(Selected text):
# Text Generation With Markov Chains
The main idea of today's workshop is to write some code that can generate text based on some collection of text (we call this text input a **corpus**). The corpus could be wikipedia articles, the words from novels or a library of tweets, basically any sort of textual data. 

The goal of the process is to gernerate **original** text that is in the same style as the original inputs.

Therea are a number of different techniques that could be used to generate text and for this workshop we have chosen to use markov chains.  

Before we get started we'll need to understand a little about markov chains.

## Markov Chains
Markov chains are used to model stochastic **(random)** processes that have fixed states and transitions between these states that have probabilites attached to them. There's a lot going on in that sentence, so lets have an example! 

I have two choices for how to spend my afternoons. I could go to the gym or play video games. If I go to the gym on one day, I have 50% probability of going to the gym the following day (to try and keep up the good habits). If I play computer games on any afternoon I am highly-likely (80% probability) to play computer games the following day (yes I *am* addicted). 

The transitions from each choice must sum to **1**, so we can infer the chance of me playing video games after going to the gym is 50% and the chance of me going to the gym after playing computer games is 20%. 

The diagram below shows the relationship between the states and transitions. 

![Two state Markov chain](./images/markov_chain.png)


To use the model to generate a sequence of events, we need to pick a start state, and then generate a random value that will decide which state we move to. 

We have two choices when in each state, i.e. remain in the current state or move to the other. We will say that the interval 0 to X represents the chance of staying in the current state so for gym a number generated less than 0.5 will mean staying in the gym state and an number greater than or equal to 0.5 will transision us to the computer games state. For the computer games state Anything less than 0.8 will keep us playing games! 

Lets see this example in action. Highlight the cell below and run it to see what is generated. 

In [7]:
import random #import the random library

DAYS_TO_GENERATE = 5

GYM_GYM = 0.5 #Probabilty of being in gym state and staying there
GYM_GAMES = 0.5 #Probabilty of being in gym state moving to the games state

GAMES_GAMES = 0.8 #We stay playing games if we played today
GAMES_GYM = 0.2 #We go to the gym if we played today.

current_state = "Gym" #Lets start with good intentions! 

print("Starting state {}".format(current_state))

for i in range(DAYS_TO_GENERATE):
    
    random_number = random.random() #Generate a random number
    
    if current_state == "Gym": 
        if random_number < GYM_GYM: #use the gym probabilities 
            current_state = "Gym"
        else:
            current_state = "Games"
    else: 
        if random_number < GAMES_GAMES: #use the games probabilities 
            current_state = "Games"
        else:
            current_state = "Gym"

    print("Day: {} \t Chosen number: {} \t New state: {}".format(i+1, random_number, current_state))

Starting state Gym
Day: 1 	 Chosen number: 0.6230590578557484 	 New state: Games
Day: 2 	 Chosen number: 0.6844879343525906 	 New state: Games
Day: 3 	 Chosen number: 0.3796033546412224 	 New state: Games
Day: 4 	 Chosen number: 0.7399287417471544 	 New state: Games
Day: 5 	 Chosen number: 0.07565741921565827 	 New state: Games


## Activity 1 (5 minutes)

(Stored data):
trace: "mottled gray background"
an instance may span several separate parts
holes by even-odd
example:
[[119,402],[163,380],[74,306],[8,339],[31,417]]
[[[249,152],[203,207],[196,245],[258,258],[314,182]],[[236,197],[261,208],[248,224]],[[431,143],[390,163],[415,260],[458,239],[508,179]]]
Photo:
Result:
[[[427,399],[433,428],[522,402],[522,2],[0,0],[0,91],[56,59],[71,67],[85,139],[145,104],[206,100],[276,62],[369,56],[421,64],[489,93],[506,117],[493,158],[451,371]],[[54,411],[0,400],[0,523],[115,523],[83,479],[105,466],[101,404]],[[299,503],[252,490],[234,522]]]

(Requests):
A: In the Markov chain workshop text, what is the collection of input text called?
B: In the Markov chain workshop text, edit the stretch from "I have two choices" through "we move to." by putting "pool" in place of "gym".
C: In the Markov chain workshop text, turn the paragraph beginning "We have two choices when in each state" into a short list that keeps its main facts.

(Task results):
A: A corpus.

B:
I have two choices for how to spend my afternoons. I could go to the pool or play video games. If I go to the pool on one day, I have 50% probability of going to the pool the following day (to try and keep up the good habits). If I play computer games on any afternoon I am highly-likely (80% probability) to play computer games the following day (yes I *am* addicted). 

The transitions from each choice must sum to **1**, so we can infer the chance of me playing video games after going to the pool is 50% and the chance of me going to the pool after playing computer games is 20%. 

The diagram below shows the relationship between the states and transitions. 

![Two state Markov chain](./images/markov_chain.png)


To use the model to generate a sequence of events, we need to pick a start state, and then generate a random value that will decide which state we move to.

C:
- In each state, there are two choices: stay in the current state or move to the other one.
- A random number in the interval from 0 to X means staying in the current state.
- In the gym state, a number below 0.5 means staying at the gym, and a number of 0.5 or more means moving to the computer games state.
- In the computer games state, a number below 0.8 means continuing to play games.